### EXERCISE PASSAGE
Anglers must adapt to rare cold weather in South Florida to catch fish that migrate to warmer waters

Boca Raton bass pro Mike Surman with a cold-weather bass that he caught on a crankbait.

Depending on the fish you pursue, cold fronts can be a curse or a blessing.

The recent cooler water temperatures can make bass stop biting and send bonefish and snook in search of warmer water. Meanwhile, sailfish and sea trout usually bite pretty well immediately after a cold front.

If you have the luxury of being able to time your fishing trips, you will want to wait a few days after a front before targeting largemouth bass.

When water temperatures are cool, bass become lethargic. As the water warms, bass become more active and, considering they haven’t eaten for a few days, usually feed heavily.

If you can only fish right after a cold front, the key is to not get discouraged. As long as you keep making casts, you will eventually put your lure in front of a bass that will bite.

### TASK INSTRUCTIONS
• 1. In the fishing article, why should anglers who can choose when to go out wait a few days after a cold front before fishing for largemouth bass?
• 2. Repeat the stretch of the fishing article from "Anglers must adapt" through "usually feed heavily.".

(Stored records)
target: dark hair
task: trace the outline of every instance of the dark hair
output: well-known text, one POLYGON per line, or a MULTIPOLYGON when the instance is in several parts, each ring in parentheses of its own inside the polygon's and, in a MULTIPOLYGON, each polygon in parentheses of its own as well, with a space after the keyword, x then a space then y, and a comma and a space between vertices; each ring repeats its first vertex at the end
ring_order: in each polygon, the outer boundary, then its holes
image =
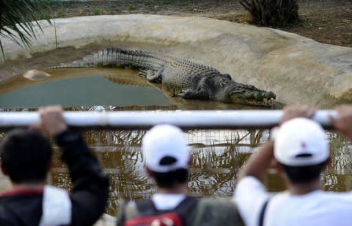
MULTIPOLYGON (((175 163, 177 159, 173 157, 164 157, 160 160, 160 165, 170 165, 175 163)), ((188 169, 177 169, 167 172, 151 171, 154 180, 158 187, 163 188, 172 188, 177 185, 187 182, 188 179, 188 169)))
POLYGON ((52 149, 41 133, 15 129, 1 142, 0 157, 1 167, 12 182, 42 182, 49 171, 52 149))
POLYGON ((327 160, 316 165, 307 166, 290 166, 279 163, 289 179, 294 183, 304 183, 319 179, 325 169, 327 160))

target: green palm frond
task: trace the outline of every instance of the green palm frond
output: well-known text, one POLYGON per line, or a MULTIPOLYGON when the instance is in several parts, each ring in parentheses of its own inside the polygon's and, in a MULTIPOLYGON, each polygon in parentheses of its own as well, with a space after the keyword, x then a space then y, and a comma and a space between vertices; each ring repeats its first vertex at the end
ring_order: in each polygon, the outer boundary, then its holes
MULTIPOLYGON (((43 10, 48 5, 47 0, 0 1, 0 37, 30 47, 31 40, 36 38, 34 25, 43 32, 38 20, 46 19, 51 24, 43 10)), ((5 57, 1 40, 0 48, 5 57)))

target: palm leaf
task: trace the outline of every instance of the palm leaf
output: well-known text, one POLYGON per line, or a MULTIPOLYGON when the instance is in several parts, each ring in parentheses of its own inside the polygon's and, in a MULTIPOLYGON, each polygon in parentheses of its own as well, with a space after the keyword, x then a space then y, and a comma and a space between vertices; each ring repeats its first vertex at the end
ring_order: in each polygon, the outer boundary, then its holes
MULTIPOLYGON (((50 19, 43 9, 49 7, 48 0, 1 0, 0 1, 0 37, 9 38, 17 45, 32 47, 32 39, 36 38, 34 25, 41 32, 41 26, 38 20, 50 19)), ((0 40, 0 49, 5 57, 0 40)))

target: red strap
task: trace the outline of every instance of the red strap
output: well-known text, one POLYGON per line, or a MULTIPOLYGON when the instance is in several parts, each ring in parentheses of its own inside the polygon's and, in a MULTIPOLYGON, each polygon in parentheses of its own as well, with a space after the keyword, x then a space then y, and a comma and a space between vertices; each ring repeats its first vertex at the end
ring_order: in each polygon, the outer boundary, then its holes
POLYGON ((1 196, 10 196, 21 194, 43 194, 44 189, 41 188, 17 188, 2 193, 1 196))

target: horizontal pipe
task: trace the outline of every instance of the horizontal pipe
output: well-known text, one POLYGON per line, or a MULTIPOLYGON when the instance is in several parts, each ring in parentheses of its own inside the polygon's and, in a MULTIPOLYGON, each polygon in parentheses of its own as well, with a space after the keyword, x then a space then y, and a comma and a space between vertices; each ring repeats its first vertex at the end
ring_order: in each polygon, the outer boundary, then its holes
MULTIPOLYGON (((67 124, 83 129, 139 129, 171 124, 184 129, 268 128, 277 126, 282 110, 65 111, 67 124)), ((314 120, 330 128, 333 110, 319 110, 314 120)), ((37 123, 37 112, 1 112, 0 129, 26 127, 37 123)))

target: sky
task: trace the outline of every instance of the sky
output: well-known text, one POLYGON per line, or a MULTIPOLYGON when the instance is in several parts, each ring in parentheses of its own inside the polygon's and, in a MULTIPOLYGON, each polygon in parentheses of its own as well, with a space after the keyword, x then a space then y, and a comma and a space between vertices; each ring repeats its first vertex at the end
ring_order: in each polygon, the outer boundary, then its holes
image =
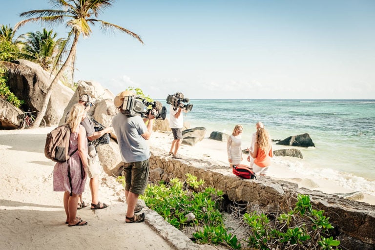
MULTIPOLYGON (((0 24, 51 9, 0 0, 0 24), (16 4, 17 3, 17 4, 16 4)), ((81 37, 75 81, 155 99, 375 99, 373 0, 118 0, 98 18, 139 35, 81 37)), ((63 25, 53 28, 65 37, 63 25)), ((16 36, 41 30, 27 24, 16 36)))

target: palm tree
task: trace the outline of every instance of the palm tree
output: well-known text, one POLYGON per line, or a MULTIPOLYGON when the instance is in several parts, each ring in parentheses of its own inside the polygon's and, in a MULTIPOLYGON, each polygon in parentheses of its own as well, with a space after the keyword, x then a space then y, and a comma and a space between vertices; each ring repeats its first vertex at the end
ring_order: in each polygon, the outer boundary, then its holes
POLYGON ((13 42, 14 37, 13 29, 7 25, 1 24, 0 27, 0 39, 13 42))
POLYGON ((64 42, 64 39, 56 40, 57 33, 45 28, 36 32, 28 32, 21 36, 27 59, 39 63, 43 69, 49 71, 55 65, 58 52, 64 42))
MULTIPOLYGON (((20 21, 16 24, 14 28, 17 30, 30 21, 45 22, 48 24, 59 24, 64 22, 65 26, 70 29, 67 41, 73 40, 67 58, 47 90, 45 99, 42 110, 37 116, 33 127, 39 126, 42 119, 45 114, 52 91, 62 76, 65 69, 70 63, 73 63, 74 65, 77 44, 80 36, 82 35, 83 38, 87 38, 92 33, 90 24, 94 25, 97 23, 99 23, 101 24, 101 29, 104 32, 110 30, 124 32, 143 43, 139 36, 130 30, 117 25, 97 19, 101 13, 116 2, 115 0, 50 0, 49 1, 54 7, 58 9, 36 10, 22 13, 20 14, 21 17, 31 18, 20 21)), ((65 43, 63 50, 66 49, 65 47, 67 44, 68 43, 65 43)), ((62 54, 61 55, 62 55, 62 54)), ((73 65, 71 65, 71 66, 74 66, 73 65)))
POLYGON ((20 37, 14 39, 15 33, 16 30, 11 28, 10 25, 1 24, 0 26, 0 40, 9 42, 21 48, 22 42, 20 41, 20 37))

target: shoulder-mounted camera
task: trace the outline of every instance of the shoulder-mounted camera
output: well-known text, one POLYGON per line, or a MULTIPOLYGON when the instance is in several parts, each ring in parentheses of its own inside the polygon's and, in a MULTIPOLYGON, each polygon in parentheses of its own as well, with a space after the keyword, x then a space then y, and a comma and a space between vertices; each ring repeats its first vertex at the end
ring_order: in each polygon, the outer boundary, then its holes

### SOLUTIONS FOR EACH TASK
• 1. Cool water makes bass sluggish. As the water warms over the next few days, they become more active. Since they haven't eaten for a few days, they usually feed heavily.

• 2.
Anglers must adapt to rare cold weather in South Florida to catch fish that migrate to warmer waters

Boca Raton bass pro Mike Surman with a cold-weather bass that he caught on a crankbait.

Depending on the fish you pursue, cold fronts can be a curse or a blessing.

The recent cooler water temperatures can make bass stop biting and send bonefish and snook in search of warmer water. Meanwhile, sailfish and sea trout usually bite pretty well immediately after a cold front.

If you have the luxury of being able to time your fishing trips, you will want to wait a few days after a front before targeting largemouth bass.

When water temperatures are cool, bass become lethargic. As the water warms, bass become more active and, considering they haven’t eaten for a few days, usually feed heavily.